§ **Extrait du texte**:
================
Demain lundi à onze heures doit avoir lieu la messe funèbre pour l’anniversaire de la mort de mon père. Mais le couvent Alexandre Nevsky est si loin ! Pourra-t-on y accéder ?... Et le bruit recommence ! Dans la nuit, les sons s’exagèrent... Si seulement je pouvais dormir, ne plus penser à rien, dormir !...

Lundi, 21 février.

Nous voilà en pleine révolution. Les uns pleurent, les autres délirent de joie. Les événements se précipitent avec une telle rapidité que la compréhension humaine n’arrive pas à les suivre. Seuls peut-être les leaders des partis étaient au courant. La masse du public ignorait tout, comme d’ailleurs le gouvernement. En tout cas, on n’ajoutait aucune importance aux bruits qui couraient en ville. Presque à la veille de la catastrophe, Balk disait : « Qu’une émeute éclate, il suffira de quelques centaines de Cosaques pour rétablir l’ordre... »
================
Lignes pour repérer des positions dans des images

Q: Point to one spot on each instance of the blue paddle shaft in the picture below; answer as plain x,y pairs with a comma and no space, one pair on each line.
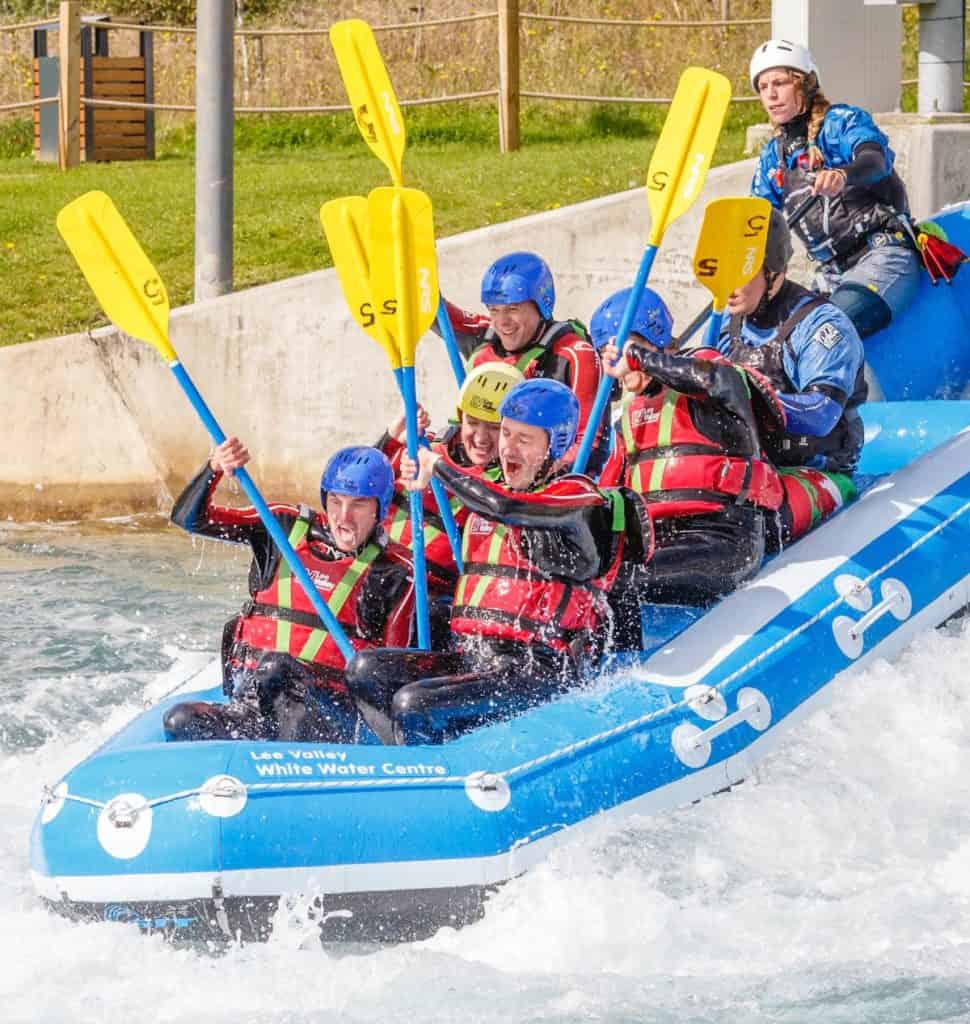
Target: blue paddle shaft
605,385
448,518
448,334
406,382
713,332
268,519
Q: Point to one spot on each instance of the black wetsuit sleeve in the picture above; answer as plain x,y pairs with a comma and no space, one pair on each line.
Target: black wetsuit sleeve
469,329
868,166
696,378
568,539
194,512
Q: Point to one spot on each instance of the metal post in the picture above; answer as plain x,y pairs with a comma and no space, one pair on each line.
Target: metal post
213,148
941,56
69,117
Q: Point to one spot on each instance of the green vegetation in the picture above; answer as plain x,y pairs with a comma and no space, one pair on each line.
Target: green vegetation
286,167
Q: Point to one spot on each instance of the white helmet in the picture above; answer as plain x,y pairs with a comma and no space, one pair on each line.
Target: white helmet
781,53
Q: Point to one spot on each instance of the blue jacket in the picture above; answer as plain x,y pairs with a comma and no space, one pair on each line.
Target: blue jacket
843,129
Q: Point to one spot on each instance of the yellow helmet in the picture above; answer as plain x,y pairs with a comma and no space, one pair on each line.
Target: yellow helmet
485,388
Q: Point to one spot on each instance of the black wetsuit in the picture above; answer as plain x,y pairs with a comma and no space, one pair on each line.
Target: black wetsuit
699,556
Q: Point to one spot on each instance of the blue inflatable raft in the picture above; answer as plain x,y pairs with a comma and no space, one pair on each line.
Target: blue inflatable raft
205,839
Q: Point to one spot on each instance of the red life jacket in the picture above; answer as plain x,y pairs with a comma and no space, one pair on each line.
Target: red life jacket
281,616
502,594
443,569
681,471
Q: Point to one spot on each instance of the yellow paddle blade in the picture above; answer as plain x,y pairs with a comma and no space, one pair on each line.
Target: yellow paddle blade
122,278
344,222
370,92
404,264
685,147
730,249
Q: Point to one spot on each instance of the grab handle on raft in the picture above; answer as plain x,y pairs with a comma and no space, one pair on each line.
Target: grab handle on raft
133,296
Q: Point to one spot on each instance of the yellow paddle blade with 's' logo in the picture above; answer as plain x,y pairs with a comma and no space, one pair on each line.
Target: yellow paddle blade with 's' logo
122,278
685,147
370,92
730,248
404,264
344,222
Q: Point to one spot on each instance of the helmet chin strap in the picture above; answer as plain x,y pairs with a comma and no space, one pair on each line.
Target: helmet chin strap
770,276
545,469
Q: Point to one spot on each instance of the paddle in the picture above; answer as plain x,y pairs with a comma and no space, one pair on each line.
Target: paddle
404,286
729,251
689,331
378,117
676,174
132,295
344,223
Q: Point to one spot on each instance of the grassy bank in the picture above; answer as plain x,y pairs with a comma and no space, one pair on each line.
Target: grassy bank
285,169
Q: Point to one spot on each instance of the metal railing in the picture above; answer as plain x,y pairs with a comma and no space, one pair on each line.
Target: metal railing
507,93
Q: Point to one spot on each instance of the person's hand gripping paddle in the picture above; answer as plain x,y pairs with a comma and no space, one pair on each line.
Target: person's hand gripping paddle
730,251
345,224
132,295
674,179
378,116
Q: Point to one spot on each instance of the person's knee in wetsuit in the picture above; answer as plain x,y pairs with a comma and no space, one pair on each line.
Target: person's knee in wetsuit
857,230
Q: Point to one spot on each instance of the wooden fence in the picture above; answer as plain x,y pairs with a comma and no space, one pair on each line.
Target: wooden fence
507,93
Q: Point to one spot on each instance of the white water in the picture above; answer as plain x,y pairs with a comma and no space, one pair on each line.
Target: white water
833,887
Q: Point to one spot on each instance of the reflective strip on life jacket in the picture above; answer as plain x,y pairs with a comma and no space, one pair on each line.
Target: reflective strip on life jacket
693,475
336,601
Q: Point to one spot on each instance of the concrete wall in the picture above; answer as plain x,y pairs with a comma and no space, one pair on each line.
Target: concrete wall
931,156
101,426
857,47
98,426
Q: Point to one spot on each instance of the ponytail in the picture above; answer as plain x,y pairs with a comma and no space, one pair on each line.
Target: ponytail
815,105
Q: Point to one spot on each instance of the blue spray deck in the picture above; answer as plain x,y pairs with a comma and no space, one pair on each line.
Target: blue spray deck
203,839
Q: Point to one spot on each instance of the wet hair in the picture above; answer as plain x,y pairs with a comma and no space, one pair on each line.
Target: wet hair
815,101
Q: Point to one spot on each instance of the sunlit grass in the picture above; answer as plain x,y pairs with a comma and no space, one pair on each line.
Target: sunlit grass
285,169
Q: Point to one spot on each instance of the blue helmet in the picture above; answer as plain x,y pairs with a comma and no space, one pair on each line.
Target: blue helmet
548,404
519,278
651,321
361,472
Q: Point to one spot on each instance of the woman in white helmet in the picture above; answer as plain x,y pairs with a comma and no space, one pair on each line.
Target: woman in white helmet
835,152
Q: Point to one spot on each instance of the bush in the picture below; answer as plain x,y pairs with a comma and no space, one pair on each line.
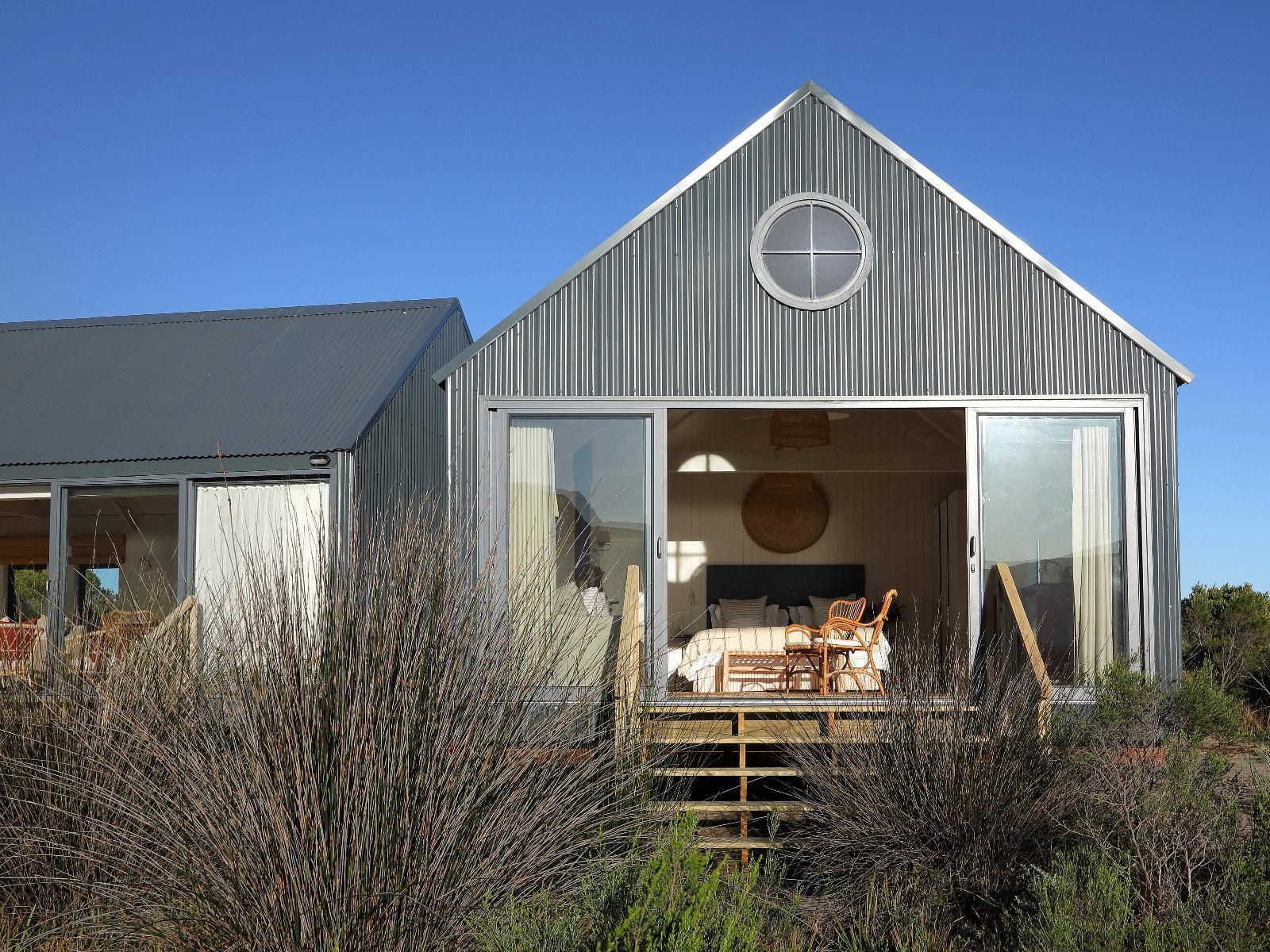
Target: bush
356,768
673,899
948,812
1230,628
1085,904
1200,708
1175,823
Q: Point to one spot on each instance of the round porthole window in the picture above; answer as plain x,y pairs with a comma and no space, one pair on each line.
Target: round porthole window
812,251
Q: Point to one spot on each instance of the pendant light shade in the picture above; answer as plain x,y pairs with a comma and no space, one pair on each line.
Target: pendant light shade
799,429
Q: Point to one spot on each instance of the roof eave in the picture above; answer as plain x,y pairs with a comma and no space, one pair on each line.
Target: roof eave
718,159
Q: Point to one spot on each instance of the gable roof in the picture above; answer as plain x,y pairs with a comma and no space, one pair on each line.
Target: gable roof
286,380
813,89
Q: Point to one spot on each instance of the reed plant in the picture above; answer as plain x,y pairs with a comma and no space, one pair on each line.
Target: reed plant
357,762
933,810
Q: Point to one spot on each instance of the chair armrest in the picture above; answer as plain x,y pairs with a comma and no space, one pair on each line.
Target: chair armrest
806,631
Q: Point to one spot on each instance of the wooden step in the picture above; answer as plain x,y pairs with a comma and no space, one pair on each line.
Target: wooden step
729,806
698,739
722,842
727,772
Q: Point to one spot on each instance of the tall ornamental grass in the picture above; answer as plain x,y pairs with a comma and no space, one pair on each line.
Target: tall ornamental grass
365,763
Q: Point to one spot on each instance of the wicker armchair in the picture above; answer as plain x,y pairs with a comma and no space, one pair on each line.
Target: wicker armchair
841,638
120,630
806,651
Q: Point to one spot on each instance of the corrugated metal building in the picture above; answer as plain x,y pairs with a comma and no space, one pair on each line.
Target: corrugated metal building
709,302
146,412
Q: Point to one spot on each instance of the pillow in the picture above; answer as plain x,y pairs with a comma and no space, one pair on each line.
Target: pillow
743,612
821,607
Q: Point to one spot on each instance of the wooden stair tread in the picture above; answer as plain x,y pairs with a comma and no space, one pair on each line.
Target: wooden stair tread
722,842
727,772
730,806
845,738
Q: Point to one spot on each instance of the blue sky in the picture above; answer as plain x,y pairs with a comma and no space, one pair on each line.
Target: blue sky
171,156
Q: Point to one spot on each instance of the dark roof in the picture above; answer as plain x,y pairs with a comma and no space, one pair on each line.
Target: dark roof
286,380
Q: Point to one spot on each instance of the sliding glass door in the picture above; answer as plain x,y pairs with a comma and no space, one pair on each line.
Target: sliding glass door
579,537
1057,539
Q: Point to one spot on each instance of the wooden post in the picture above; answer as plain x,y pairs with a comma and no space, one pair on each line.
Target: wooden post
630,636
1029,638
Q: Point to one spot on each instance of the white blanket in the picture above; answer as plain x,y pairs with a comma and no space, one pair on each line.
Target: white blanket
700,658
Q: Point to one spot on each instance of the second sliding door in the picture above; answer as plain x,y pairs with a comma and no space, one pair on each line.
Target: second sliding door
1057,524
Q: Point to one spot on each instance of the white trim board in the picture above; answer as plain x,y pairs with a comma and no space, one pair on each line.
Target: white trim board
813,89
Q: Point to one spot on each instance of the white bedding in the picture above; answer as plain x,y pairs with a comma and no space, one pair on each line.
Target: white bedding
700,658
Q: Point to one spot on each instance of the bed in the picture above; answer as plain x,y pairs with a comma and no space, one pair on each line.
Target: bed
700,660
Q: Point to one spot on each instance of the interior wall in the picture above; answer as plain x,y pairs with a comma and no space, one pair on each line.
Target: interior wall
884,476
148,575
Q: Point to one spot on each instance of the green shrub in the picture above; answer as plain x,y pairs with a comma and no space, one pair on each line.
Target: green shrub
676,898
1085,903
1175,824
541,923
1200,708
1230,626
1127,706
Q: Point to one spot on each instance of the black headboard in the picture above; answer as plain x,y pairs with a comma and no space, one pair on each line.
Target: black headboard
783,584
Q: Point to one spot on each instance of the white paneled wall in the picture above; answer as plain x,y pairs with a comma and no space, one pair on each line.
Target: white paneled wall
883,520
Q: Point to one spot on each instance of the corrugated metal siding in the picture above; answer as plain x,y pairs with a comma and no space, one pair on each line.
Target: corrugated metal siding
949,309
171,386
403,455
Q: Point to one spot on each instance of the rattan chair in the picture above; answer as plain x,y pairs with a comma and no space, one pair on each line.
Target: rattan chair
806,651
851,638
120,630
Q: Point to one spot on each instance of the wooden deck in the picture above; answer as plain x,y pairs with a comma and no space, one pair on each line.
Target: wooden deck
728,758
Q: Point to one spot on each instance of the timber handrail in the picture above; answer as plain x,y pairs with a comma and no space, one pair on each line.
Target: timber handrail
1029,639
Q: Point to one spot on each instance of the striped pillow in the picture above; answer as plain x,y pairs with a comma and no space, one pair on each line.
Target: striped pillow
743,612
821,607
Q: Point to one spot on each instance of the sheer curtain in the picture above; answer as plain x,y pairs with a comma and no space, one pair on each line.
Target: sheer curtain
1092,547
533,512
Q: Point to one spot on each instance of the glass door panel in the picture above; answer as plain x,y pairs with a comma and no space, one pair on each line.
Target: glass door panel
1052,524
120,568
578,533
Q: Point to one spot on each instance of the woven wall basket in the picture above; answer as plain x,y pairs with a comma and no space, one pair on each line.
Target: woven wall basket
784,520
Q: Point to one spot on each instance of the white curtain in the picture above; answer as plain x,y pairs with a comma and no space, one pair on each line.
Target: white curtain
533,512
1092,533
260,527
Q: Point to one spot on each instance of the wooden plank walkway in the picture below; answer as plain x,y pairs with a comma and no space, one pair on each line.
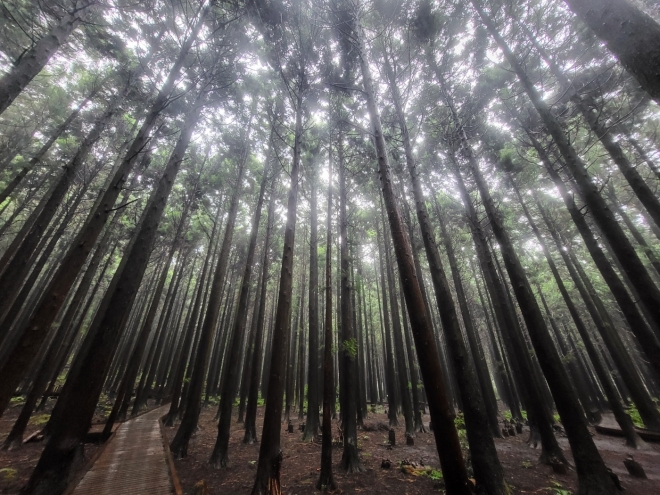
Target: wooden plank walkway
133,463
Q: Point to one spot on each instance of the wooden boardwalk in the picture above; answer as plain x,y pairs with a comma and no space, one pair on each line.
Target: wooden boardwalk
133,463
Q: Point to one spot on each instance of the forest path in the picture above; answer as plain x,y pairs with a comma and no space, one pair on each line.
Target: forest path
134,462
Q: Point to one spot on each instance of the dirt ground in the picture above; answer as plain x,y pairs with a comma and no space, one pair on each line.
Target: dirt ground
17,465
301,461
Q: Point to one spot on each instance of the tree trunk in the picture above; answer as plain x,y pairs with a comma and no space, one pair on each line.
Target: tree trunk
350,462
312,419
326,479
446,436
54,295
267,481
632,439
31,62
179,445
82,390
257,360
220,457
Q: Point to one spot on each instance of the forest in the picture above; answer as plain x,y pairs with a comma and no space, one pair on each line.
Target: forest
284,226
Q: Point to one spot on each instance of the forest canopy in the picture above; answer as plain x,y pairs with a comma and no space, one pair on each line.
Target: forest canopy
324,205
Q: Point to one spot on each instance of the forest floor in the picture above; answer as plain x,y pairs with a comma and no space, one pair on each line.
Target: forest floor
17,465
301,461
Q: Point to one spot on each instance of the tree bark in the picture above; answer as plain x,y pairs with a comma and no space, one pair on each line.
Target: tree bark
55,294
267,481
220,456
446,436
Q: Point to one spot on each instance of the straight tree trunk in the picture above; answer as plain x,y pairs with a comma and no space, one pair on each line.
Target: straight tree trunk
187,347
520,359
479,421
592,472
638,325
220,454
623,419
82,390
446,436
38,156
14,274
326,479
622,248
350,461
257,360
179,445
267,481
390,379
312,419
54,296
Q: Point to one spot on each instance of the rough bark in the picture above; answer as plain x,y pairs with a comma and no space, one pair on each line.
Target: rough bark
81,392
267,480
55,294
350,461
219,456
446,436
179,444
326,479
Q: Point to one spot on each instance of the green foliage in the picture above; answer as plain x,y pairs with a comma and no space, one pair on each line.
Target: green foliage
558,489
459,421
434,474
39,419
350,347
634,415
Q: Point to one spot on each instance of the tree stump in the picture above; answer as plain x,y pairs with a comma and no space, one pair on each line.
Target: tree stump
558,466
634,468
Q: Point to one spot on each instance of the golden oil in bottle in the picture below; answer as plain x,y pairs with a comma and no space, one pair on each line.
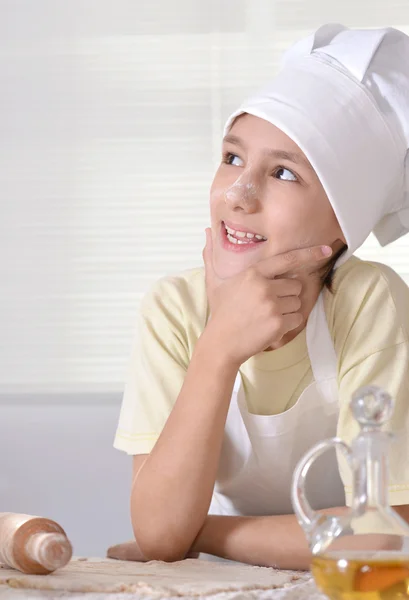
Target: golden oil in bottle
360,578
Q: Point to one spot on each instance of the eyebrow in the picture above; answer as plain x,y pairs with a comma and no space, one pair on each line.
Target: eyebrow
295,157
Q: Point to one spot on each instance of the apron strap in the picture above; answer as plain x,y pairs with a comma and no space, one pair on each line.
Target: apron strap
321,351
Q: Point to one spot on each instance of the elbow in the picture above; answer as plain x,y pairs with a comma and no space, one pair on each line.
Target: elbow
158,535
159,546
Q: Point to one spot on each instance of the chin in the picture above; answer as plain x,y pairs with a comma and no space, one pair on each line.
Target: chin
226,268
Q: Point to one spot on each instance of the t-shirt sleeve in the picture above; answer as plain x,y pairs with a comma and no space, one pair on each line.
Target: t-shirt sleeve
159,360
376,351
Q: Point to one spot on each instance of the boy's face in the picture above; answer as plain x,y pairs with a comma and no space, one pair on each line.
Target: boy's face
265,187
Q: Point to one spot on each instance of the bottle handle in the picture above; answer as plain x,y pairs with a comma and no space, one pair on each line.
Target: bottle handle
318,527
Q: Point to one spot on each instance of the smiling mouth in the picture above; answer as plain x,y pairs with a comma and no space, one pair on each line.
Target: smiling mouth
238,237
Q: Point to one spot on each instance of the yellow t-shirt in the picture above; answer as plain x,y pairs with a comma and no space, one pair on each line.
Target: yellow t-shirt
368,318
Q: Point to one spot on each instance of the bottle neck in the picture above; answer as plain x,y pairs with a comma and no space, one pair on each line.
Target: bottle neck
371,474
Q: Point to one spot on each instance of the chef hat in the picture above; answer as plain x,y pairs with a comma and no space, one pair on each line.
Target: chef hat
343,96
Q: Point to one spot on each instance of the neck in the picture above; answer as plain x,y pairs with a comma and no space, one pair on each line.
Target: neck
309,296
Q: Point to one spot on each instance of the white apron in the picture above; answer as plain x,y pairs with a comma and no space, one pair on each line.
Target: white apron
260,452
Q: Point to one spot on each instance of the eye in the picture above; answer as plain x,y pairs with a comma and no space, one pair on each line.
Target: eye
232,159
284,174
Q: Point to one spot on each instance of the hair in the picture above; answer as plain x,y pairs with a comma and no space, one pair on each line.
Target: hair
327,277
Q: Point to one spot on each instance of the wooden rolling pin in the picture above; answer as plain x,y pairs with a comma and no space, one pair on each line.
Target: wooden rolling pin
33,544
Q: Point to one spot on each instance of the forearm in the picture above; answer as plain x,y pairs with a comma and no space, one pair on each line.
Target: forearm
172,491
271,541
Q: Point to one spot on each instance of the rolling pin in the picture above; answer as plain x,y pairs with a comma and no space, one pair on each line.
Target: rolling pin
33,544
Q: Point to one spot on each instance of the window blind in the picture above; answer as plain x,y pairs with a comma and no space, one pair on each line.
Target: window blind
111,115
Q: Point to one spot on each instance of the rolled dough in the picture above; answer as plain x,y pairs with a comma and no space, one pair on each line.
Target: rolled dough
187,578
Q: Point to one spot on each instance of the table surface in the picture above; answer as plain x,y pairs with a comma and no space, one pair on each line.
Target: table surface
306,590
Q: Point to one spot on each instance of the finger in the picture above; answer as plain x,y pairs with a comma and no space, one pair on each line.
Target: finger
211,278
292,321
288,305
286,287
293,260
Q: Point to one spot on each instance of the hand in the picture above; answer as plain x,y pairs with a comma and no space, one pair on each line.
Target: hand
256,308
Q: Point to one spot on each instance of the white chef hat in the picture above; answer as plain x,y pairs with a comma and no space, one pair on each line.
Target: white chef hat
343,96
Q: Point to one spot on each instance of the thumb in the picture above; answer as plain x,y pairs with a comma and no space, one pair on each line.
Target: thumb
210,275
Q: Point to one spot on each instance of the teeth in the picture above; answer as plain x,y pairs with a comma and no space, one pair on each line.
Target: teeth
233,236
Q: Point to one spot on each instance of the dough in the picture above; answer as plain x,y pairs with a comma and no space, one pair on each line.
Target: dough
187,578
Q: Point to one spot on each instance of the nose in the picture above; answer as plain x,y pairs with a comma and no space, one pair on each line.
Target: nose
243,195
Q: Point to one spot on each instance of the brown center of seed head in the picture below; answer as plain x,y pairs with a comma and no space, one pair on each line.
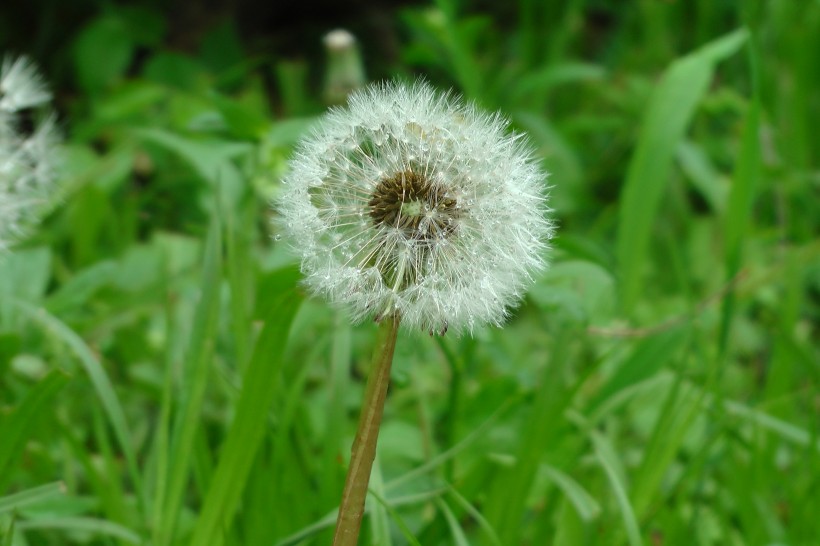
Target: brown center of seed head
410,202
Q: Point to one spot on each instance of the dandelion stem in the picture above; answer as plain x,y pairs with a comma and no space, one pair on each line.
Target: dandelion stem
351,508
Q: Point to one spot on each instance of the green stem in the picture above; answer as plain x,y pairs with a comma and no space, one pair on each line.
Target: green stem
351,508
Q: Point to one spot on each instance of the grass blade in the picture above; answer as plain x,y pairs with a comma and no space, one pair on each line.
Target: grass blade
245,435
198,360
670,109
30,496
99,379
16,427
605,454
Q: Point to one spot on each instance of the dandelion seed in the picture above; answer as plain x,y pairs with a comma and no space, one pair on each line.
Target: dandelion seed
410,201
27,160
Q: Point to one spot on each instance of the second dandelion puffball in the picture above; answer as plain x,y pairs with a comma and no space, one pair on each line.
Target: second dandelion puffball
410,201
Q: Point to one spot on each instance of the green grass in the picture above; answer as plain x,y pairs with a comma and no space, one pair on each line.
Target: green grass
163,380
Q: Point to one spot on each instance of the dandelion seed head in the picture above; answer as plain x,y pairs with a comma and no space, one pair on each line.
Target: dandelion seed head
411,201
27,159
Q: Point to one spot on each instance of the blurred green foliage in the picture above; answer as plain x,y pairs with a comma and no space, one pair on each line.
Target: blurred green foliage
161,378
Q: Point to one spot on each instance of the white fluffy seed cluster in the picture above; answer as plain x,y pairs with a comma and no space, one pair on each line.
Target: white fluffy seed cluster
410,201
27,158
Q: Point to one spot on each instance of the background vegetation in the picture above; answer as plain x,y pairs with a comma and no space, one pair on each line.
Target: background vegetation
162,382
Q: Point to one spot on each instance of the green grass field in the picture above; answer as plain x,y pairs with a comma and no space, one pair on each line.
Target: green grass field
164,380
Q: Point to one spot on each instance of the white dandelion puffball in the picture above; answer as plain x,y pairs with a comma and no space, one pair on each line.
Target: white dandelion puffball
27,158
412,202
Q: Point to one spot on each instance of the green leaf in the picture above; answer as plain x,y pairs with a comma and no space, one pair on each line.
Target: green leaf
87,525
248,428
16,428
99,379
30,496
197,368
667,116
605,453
================
§ **Travail demandé**:
(a) Relevez dans l'extrait toutes les phrases qui contiennent un point d'exclamation.
(b) Recopiez tel quel le passage des lignes fournies qui commence à la ligne contenant « the white fluffy » et se termine à la toute dernière ligne, ces deux lignes comprises.
L'extrait et les lignes n'ont aucun rapport entre eux.

§ **Corrigés des exercices**:
(a)
- Mais le couvent Alexandre Nevsky est si loin !
- Et le bruit recommence !
- Si seulement je pouvais dormir, ne plus penser à rien, dormir !...

(b)
Q: Point to one spot on each instance of the white fluffy seed cluster in the picture above; answer as plain x,y pairs with a comma and no space, one pair on each line.
Target: white fluffy seed cluster
410,201
27,158
Q: Point to one spot on each instance of the background vegetation in the picture above; answer as plain x,y pairs with a comma and no space, one pair on each line.
Target: background vegetation
162,382
Q: Point to one spot on each instance of the green grass field in the picture above; answer as plain x,y pairs with a comma and no space, one pair on each line.
Target: green grass field
164,380
Q: Point to one spot on each instance of the white dandelion puffball in the picture above; answer as plain x,y pairs with a comma and no space, one pair on each line.
Target: white dandelion puffball
27,158
412,202
Q: Point to one spot on each instance of the green leaf in the picture above; answer as plain x,y pairs with a comma and no space, one pair on each line.
Target: green leaf
87,525
248,428
16,428
99,379
30,496
197,368
667,116
605,453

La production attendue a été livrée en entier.